■ Excerpts from location labeling data ■
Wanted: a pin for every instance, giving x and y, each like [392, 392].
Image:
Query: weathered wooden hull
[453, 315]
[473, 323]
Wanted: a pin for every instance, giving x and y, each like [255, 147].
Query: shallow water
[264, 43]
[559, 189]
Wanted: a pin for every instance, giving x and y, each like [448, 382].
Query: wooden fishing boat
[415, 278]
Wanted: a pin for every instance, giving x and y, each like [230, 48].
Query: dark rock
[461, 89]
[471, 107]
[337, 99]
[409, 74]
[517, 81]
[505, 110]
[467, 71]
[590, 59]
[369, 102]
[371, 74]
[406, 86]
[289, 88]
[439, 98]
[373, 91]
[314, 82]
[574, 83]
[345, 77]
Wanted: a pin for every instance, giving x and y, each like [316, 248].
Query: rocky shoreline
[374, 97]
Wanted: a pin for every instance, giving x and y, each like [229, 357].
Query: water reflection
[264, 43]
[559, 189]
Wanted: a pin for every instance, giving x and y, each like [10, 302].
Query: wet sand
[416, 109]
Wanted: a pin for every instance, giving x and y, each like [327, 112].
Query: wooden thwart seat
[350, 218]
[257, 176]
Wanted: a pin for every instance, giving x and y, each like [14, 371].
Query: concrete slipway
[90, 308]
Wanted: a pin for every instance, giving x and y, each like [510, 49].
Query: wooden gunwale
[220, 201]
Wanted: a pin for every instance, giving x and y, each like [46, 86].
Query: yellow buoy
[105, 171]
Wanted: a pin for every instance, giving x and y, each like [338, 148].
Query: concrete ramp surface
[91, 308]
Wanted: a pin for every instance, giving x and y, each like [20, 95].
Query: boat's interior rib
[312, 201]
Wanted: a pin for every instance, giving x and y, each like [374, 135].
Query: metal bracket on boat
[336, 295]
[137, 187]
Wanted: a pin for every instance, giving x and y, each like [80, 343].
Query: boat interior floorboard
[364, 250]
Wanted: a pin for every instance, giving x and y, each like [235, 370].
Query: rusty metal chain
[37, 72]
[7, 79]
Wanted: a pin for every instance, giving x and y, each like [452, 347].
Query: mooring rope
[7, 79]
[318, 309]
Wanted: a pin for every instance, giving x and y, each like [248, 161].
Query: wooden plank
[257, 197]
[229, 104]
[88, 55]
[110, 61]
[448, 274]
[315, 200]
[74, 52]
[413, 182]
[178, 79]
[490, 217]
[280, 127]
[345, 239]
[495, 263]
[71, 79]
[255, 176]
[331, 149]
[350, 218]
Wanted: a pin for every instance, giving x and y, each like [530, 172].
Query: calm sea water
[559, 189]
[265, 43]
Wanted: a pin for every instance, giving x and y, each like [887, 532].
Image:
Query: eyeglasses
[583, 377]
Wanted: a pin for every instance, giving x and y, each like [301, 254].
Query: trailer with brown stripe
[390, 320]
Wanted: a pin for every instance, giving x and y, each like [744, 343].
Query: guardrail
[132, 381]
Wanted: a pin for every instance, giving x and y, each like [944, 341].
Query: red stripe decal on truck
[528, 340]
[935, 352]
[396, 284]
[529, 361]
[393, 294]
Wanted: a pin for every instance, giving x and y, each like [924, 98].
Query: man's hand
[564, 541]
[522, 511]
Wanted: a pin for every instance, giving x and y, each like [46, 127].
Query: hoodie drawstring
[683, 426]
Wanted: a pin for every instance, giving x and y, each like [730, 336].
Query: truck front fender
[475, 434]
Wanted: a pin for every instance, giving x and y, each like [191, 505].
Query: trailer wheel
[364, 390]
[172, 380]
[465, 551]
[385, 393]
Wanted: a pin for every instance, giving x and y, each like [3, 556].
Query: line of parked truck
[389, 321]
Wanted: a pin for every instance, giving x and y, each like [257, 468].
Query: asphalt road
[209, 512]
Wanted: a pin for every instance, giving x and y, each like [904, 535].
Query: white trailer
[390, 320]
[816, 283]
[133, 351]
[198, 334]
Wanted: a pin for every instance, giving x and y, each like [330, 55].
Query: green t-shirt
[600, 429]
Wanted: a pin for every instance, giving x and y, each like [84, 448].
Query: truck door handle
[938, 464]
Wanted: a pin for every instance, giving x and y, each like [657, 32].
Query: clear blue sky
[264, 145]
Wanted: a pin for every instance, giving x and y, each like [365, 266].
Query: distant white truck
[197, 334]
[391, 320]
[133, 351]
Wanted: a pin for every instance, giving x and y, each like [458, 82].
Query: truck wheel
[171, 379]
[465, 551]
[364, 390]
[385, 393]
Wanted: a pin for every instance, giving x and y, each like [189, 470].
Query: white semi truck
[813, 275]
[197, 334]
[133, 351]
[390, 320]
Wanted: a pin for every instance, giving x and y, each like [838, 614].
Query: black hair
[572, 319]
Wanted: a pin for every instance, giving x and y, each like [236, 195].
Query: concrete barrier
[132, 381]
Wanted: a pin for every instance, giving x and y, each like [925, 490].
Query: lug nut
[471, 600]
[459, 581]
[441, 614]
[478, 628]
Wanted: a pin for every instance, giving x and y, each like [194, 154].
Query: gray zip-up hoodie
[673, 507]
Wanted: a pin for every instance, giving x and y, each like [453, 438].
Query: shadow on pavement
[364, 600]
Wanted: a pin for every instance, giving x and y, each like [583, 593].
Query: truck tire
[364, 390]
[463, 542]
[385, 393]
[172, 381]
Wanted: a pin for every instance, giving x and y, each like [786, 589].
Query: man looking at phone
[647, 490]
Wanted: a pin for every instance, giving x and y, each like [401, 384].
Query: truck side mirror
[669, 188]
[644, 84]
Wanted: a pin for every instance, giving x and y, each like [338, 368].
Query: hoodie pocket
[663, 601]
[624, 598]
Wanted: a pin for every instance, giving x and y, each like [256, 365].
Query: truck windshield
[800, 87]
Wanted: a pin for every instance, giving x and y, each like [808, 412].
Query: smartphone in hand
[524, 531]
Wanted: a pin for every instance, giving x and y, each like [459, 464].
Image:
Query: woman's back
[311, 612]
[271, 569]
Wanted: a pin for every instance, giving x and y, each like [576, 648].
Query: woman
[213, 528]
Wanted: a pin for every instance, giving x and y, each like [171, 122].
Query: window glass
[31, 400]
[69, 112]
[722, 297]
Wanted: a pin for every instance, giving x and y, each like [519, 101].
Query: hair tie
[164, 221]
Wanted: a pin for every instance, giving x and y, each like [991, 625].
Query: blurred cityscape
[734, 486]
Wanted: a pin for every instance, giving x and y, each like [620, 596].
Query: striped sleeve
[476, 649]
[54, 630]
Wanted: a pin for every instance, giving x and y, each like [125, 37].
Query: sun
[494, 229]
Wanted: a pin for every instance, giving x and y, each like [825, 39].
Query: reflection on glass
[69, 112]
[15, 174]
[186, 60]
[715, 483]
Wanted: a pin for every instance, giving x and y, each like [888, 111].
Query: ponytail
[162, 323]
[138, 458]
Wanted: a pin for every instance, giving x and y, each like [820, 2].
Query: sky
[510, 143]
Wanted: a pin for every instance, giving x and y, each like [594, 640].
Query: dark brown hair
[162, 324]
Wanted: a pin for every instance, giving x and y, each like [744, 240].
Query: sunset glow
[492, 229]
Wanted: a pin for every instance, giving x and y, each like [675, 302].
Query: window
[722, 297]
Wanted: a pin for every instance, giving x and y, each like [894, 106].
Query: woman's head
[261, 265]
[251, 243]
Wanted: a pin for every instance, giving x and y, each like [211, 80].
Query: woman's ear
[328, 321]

■ Brief ■
Edit all of the lines above, replacing "pin" with "marker" wherever it occurs and leaving everything else unchanged.

■ Answer to the problem ■
Wanted: a marker for every instance, giving x and y, each like [392, 392].
Image:
Query: weathered wooden hull
[453, 315]
[473, 323]
Wanted: a marker for every instance, giving x and y, each like [255, 147].
Query: shallow water
[264, 43]
[559, 189]
Wanted: a marker for every instance, giving x and y, each like [448, 382].
Query: wooden fishing boat
[415, 278]
Wanted: a marker for every instance, giving x and y, each like [230, 48].
Query: dark rock
[461, 89]
[471, 107]
[337, 99]
[409, 74]
[517, 81]
[505, 110]
[467, 71]
[590, 59]
[369, 102]
[371, 74]
[406, 86]
[289, 88]
[439, 98]
[373, 91]
[314, 82]
[574, 83]
[345, 77]
Wanted: a marker for every instance, giving x and y, each like [316, 248].
Query: rocky shoreline
[374, 97]
Wanted: a marker for every instance, giving x and y, each like [229, 357].
Query: water reflection
[264, 43]
[559, 189]
Wanted: a marker for every instance, giving x and y, each like [10, 302].
Query: wet sand
[416, 109]
Wanted: a marker for every instance, giving x and y, each like [327, 112].
Query: wooden thwart seat
[350, 218]
[257, 176]
Wanted: a marker for every instance, giving x and y, each like [14, 371].
Query: concrete slipway
[90, 308]
Wanted: a marker for every instance, giving x and y, each like [510, 49].
Query: wooden gunwale
[220, 201]
Wanted: a marker for every instance, giving x and y, each like [46, 86].
Query: yellow buoy
[105, 171]
Wanted: a marker for every instance, giving x and y, each like [338, 148].
Query: concrete ramp surface
[91, 308]
Wanted: a marker for every instance, giving x and y, each like [20, 95].
Query: boat's interior rib
[312, 201]
Wanted: a marker for every instance, giving x and y, each like [374, 135].
Query: metal bracket on boat
[336, 295]
[137, 187]
Wanted: a marker for every instance, giving x and y, each like [80, 343].
Query: boat interior floorboard
[364, 250]
Wanted: a marker for every instance, giving x and y, each like [235, 370].
Query: rusty metal chain
[37, 72]
[7, 79]
Wanted: a marker for every instance, giving x and y, each like [452, 347].
Query: mooring rope
[7, 79]
[318, 309]
Wanted: a marker for every instance, giving x and y, each like [248, 161].
Query: wooden plank
[257, 197]
[229, 104]
[88, 55]
[110, 61]
[448, 274]
[315, 200]
[74, 52]
[413, 182]
[178, 79]
[490, 217]
[280, 127]
[345, 239]
[495, 263]
[71, 79]
[255, 176]
[331, 149]
[350, 218]
Wanted: a marker for every instance, giving x and y, each like [530, 172].
Query: calm sea water
[559, 189]
[265, 43]
Wanted: a marker for every instance, giving x and y, each like [887, 532].
Image:
Query: eyeglasses
[583, 377]
Wanted: a marker for every instance, giving x and y, each like [301, 254].
Query: trailer with brown stripe
[390, 320]
Wanted: a marker for every instance, giving x and y, each like [744, 343].
Query: guardrail
[132, 381]
Wanted: a marker for every instance, giving x and y, each like [944, 341].
Query: red stripe decal on truck
[528, 340]
[935, 352]
[396, 284]
[529, 361]
[393, 294]
Wanted: a marker for every instance, giving x and y, each like [924, 98].
Query: man's hand
[564, 541]
[522, 511]
Wanted: a marker for every instance, giving x and y, each like [46, 127].
Query: hoodie drawstring
[683, 426]
Wanted: a marker for every instance, giving x and y, each like [730, 336].
Query: truck front fender
[475, 434]
Wanted: a marker for every instance, giving x and y, each like [191, 505].
Query: trailer wheel
[364, 390]
[172, 380]
[465, 551]
[385, 393]
Wanted: a marker for every instance, giving x and y, each like [3, 556].
Query: line of parked truck
[389, 321]
Wanted: a marker for every instance, giving x and y, each like [257, 468].
Query: asphalt road
[209, 512]
Wanted: a marker for every instance, giving x and y, each like [904, 535].
Query: white trailer
[390, 320]
[816, 283]
[133, 351]
[198, 334]
Wanted: a marker for every instance, giving x and y, each like [330, 55].
Query: green t-shirt
[600, 429]
Wanted: a marker for every instance, giving x and y, each like [84, 448].
Query: truck door handle
[938, 464]
Wanted: a marker for every instance, giving x and y, each like [657, 32].
Query: clear blue sky
[264, 145]
Wanted: a marker for every instance, giving x and y, each like [365, 266].
Query: distant white truck
[197, 334]
[391, 320]
[133, 351]
Wanted: a marker for every instance, giving x and y, each like [458, 82].
Query: truck wheel
[171, 379]
[465, 551]
[364, 390]
[385, 393]
Wanted: a marker for every instance, giving x and y, each like [189, 470].
Query: white semi truck
[813, 275]
[197, 334]
[133, 351]
[390, 320]
Wanted: a marker for every instance, giving x and y, each like [838, 614].
Query: black hair
[572, 319]
Wanted: a marker for every instance, giving x and y, each like [236, 195].
Query: concrete barrier
[132, 381]
Wanted: a marker for every instance, giving x and y, each like [925, 490].
Query: lug nut
[471, 600]
[459, 581]
[441, 614]
[478, 628]
Wanted: a marker for every instance, giving x and y, each like [194, 154].
Query: gray zip-up hoodie
[673, 507]
Wanted: a marker for every instance, giving x and y, each like [453, 438].
Query: shadow on pavement
[364, 600]
Wanted: a marker for every instance, giving x and y, each like [583, 593].
Query: truck tire
[364, 390]
[463, 542]
[385, 393]
[172, 381]
Wanted: a marker for every instance, giving x and y, each like [786, 589].
Query: man looking at phone
[647, 490]
Wanted: a marker for every instance, giving x and y, each like [401, 384].
Query: truck side mirror
[669, 188]
[644, 84]
Wanted: a marker for every instance, giving x and y, each like [338, 368].
Query: hoodie pocket
[663, 601]
[624, 598]
Wanted: a marker for every instance, giving x and y, each like [256, 365].
Query: truck windshield
[800, 87]
Wanted: a marker for every instance, giving x and y, each like [808, 412].
Query: smartphone in hand
[524, 531]
Wanted: a marker for every instance, giving x and y, each like [459, 464].
Image:
Query: woman's back
[311, 612]
[271, 569]
Wanted: a marker for every instance, giving x and y, each like [576, 648].
Query: woman
[213, 528]
Wanted: a marker for every instance, giving x and y, each like [171, 122].
Query: window glass
[31, 400]
[69, 112]
[722, 297]
Wanted: a marker for every instance, giving x and y, each like [519, 101].
Query: hair tie
[164, 221]
Wanted: a marker for every instance, giving x and y, each like [991, 625].
Query: blurred cityscape
[734, 486]
Wanted: a marker for every instance, giving x and y, each like [620, 596].
Query: striped sleeve
[476, 649]
[54, 630]
Wanted: a marker for every instance, giving x and y, each like [125, 37].
Query: sun
[494, 229]
Wanted: a marker for every instance, giving x and y, each like [825, 39].
Query: reflection on glass
[69, 112]
[15, 174]
[186, 60]
[715, 483]
Wanted: a marker for every instance, giving x and y, each like [888, 111].
Query: ponytail
[162, 323]
[138, 458]
Wanted: a marker for every instance, giving x and y, each like [820, 2].
Query: sky
[510, 143]
Wanted: a marker for every instance, giving x and y, each like [594, 640].
Query: dark brown hair
[162, 324]
Wanted: a marker for every instance, giving x and y, each like [744, 240].
Query: sunset glow
[492, 229]
Wanted: a marker for every instance, giving x and y, each like [675, 302].
Query: window
[722, 297]
Wanted: a marker for every instance, giving x and y, each like [894, 106].
Query: woman's head
[261, 265]
[251, 243]
Wanted: a marker for every instance, giving x and y, each like [211, 80].
Query: woman's ear
[328, 321]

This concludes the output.